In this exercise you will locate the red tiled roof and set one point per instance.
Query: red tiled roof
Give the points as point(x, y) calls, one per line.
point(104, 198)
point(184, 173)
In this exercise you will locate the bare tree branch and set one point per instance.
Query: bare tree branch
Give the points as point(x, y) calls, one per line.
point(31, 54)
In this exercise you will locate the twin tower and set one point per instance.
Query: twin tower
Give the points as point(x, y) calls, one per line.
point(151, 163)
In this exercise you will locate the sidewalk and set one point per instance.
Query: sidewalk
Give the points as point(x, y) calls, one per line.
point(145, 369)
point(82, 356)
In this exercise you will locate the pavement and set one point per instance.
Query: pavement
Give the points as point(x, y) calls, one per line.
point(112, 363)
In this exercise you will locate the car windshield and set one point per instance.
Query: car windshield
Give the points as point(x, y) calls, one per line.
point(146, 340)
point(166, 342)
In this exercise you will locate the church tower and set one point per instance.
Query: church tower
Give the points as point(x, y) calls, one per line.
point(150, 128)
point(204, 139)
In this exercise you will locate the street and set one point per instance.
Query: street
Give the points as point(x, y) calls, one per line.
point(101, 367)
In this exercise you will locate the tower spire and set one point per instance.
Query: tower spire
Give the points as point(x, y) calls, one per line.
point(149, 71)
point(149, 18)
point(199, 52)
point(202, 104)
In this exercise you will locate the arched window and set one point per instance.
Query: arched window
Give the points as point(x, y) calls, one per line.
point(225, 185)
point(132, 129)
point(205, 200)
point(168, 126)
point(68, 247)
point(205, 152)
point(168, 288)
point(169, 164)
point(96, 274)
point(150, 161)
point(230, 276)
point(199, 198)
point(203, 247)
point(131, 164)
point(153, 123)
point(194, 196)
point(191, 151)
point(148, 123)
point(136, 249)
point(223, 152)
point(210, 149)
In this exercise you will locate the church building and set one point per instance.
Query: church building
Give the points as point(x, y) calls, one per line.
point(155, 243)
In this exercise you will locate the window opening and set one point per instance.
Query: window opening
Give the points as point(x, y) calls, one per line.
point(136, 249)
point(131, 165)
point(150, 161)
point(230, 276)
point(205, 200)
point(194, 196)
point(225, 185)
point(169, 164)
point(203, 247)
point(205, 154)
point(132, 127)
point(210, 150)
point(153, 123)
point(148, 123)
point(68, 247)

### Task goal
Each line of the material is to be copied exactly.

### Result of this exercise
In this exercise you will locate the red tiled roof and set one point per instance.
Query: red tiled roof
Give the points as point(x, y) calls, one per line.
point(104, 198)
point(184, 173)
In this exercise you will locate the bare tree branch and set one point per instance.
Query: bare tree branch
Give the points as point(x, y) calls, one per line.
point(31, 54)
In this exercise you will locate the twin tower and set one point per instance.
Query: twin tower
Give the points as point(x, y) calls, one per line.
point(151, 163)
In this exercise you will locate the sidewalk and set one point per instance.
Query: sidewalk
Give the points as point(x, y) calls, one per line.
point(145, 369)
point(82, 356)
In this exercise you will locate the pavement and set one point per instance.
Query: pavement
Give the points as point(x, y) calls, one per line.
point(112, 363)
In this exercise you will locate the car windshield and set one point per instance.
Query: car windshield
Give the points as point(x, y) calls, one per line.
point(146, 340)
point(166, 342)
In this exercise you will locate the church tower and set one point per instance.
Query: church tower
Give the points as point(x, y) calls, one per line.
point(150, 128)
point(204, 139)
In this exercise you will locate the street and set one point per instance.
Query: street
Give the points as point(x, y) calls, one per line.
point(101, 367)
In this exercise you will locate the tower spire and set one point per instance.
Query: tower spire
Give the points as point(x, y) calls, one per line.
point(149, 71)
point(149, 18)
point(199, 52)
point(202, 104)
In this exercise you will locate the arched window and set one point per instance.
Query: arched window
Give the points as point(x, y) calls, one per line.
point(225, 185)
point(132, 129)
point(205, 200)
point(168, 126)
point(68, 247)
point(205, 152)
point(168, 288)
point(169, 164)
point(96, 274)
point(150, 161)
point(230, 276)
point(199, 198)
point(203, 247)
point(131, 164)
point(153, 123)
point(194, 196)
point(191, 151)
point(148, 123)
point(136, 249)
point(223, 152)
point(210, 149)
In this exercise you will locate the church building and set one point per instance.
Query: church building
Give the points as point(x, y) calls, one per line.
point(155, 243)
In this exercise you will locate the window opening and set one point per instance.
Query: window opening
Give the points as point(x, y) calls, one per line.
point(136, 249)
point(131, 165)
point(150, 161)
point(230, 276)
point(205, 200)
point(194, 196)
point(225, 185)
point(169, 164)
point(203, 247)
point(205, 154)
point(132, 127)
point(210, 150)
point(153, 123)
point(148, 123)
point(68, 247)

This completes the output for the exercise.